→ **Exercise goal**
Switch every "Please provide" in the rows below to "Draw" and write all the rows out again, changing nothing else and leaving out the pictures.

[Rows from a segmentation dataset]

※ ※ ※

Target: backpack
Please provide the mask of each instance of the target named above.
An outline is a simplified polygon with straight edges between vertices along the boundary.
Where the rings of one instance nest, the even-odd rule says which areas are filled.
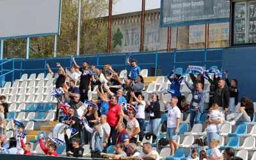
[[[164,120],[161,124],[161,131],[162,132],[166,132],[166,129],[167,129],[167,120]]]

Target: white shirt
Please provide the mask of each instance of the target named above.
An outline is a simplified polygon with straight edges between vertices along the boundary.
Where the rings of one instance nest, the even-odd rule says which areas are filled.
[[[140,127],[139,122],[136,118],[130,120],[129,116],[126,116],[125,120],[127,121],[126,131],[127,131],[129,135],[131,136],[135,131],[136,128]]]
[[[167,128],[176,128],[177,118],[180,118],[180,110],[177,106],[172,108],[170,104],[167,105]]]
[[[144,100],[141,100],[142,103],[140,104],[138,102],[134,102],[135,108],[137,108],[138,112],[135,116],[136,118],[143,118],[145,119],[145,107],[146,106],[146,102]],[[139,104],[139,105],[138,105]]]
[[[21,147],[21,142],[20,142],[20,137],[18,138],[18,135],[19,134],[18,132],[18,130],[17,129],[16,129],[15,134],[16,134],[16,140],[17,140],[17,145],[16,145],[16,148],[17,149],[17,152],[18,154],[24,154],[24,150],[23,149],[19,150],[19,148]],[[24,144],[26,143],[26,140],[27,139],[26,138],[26,136],[25,136],[24,138],[23,138],[23,141],[24,141]]]
[[[218,148],[212,148],[212,152],[211,152],[211,157],[220,157],[221,156],[221,154],[220,152],[220,150]]]
[[[140,154],[139,154],[138,156],[138,157],[141,157],[143,156],[150,156],[150,155],[154,155],[154,154],[156,154],[157,156],[157,158],[156,159],[156,160],[159,160],[159,155],[158,154],[158,152],[156,150],[152,150],[148,154],[145,154],[144,153],[141,153]]]

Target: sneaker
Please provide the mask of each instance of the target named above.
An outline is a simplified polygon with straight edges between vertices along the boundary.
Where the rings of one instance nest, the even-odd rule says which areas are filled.
[[[231,121],[230,122],[229,122],[229,124],[230,124],[231,125],[236,125],[236,121],[232,120],[232,121]]]

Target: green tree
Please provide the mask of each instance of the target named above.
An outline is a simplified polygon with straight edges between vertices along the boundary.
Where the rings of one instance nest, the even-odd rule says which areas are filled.
[[[117,0],[113,0],[113,4]],[[108,50],[108,1],[82,0],[80,54],[103,53]],[[76,54],[78,0],[62,1],[60,35],[58,36],[57,56]],[[113,35],[114,33],[112,33]],[[52,57],[54,36],[30,38],[29,58]],[[114,42],[111,42],[111,49]],[[7,58],[26,58],[26,38],[4,41]]]

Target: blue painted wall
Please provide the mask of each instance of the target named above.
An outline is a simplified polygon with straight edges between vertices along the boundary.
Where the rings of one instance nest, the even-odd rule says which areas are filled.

※ ※ ※

→ **Exercise answer**
Target: backpack
Draw the mask of each instance of the target named above.
An outline is a simplified polygon with straight edges between vertices along the boundary.
Where the rings of one instance nest, the even-odd rule says which areas are filled.
[[[164,120],[161,124],[161,131],[162,132],[166,132],[166,129],[167,129],[167,120]]]

Target: white shirt
Draw the mask of each instance of the target named above.
An outline is a simplified polygon with straight edges between vertices along the boundary.
Where the rings of one instance nest, the even-odd rule says which areas are filled.
[[[140,127],[139,122],[136,118],[130,120],[129,116],[126,116],[125,120],[127,121],[126,131],[127,131],[129,135],[131,136],[135,131],[136,128]]]
[[[167,128],[176,128],[177,118],[180,118],[180,110],[177,106],[172,108],[170,104],[167,105]]]
[[[144,100],[141,100],[142,103],[140,104],[138,102],[134,102],[135,108],[137,108],[138,112],[135,116],[136,118],[143,118],[145,119],[145,107],[146,106],[146,102]],[[139,104],[139,105],[138,105]]]
[[[21,147],[21,142],[20,142],[20,137],[18,138],[18,135],[19,134],[18,132],[18,130],[17,129],[16,129],[15,134],[16,134],[16,140],[17,140],[17,145],[16,145],[16,148],[17,149],[17,152],[18,154],[24,154],[24,150],[23,149],[19,150],[19,148]],[[24,144],[26,143],[26,140],[27,139],[26,138],[26,136],[25,136],[24,138],[23,138],[23,141],[24,141]]]
[[[218,148],[212,148],[212,152],[211,152],[211,157],[220,157],[221,156],[221,154],[220,152],[220,150]]]
[[[140,154],[139,154],[138,156],[138,157],[141,157],[143,156],[150,156],[150,155],[154,155],[154,154],[156,154],[157,156],[157,158],[156,159],[156,160],[159,160],[159,155],[158,154],[158,152],[156,150],[152,150],[148,154],[145,154],[144,153],[141,153]]]

Target: sneaker
Draw the mask of each instance of the target named above.
An outline is a simplified polygon with straight edges between vertices along the boundary.
Where the rings of one instance nest, the even-odd rule says which areas are filled.
[[[231,121],[230,122],[229,122],[229,124],[230,124],[231,125],[236,125],[236,121],[232,120],[232,121]]]

Target: green tree
Draw the mask of each instance of the target named above.
An outline is a simplified polygon with straight edges between vertices along the boundary.
Where the rings of one instance nest, the even-odd rule says which areas are filled.
[[[117,0],[113,0],[113,4]],[[108,50],[108,1],[82,0],[80,54],[103,53]],[[76,54],[78,0],[62,1],[60,35],[58,36],[57,56]],[[113,35],[114,33],[112,33]],[[52,57],[54,36],[30,38],[29,58]],[[114,42],[111,42],[111,49]],[[7,58],[26,58],[26,38],[4,41]]]

Target: blue painted wall
Draw the mask of each instance of the target named above.
An outline is a simplified polygon with straight edges between vertices along the boundary.
Where the rings of one instance nest, the even-odd rule says which areas are filled.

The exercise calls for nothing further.